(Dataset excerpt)
********************

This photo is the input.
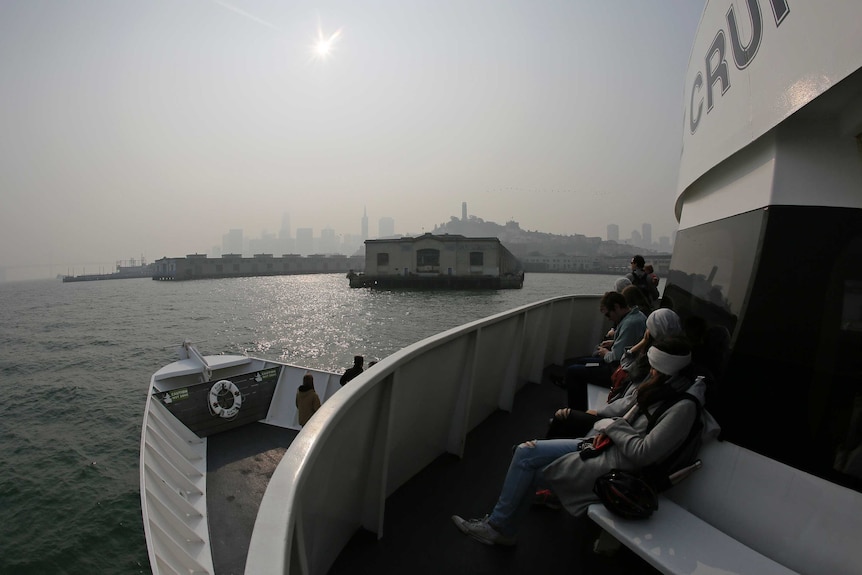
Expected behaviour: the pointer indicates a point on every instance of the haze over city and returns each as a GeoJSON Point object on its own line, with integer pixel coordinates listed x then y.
{"type": "Point", "coordinates": [153, 128]}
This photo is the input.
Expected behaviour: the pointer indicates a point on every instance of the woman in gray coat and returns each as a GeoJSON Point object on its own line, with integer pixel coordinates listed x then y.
{"type": "Point", "coordinates": [570, 467]}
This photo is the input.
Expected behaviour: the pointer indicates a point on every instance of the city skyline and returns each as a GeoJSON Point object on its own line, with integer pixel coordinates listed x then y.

********************

*Your instructions*
Your copy should hold every record word for word and none of the pictures.

*Written solution*
This photo is the input.
Expected behaviour: the pointer indicates a point on every instance of the haze over city and returns each as a GeoJSON Point object on its own line, with integer pixel coordinates listed x then y.
{"type": "Point", "coordinates": [153, 128]}
This photo is the input.
Expected behaviour: the pointer indicates a point on every instance of the woman in gray coat and returns each as a GeoJSON Point object on its own line, with integer pixel coordinates listed x then y.
{"type": "Point", "coordinates": [570, 467]}
This photo is the input.
Expected behaviour: the pointer indicates a point on every instance of the city skyline and returns each as a GeoJSON Point object on its own line, with integer pixel coordinates listed x then y.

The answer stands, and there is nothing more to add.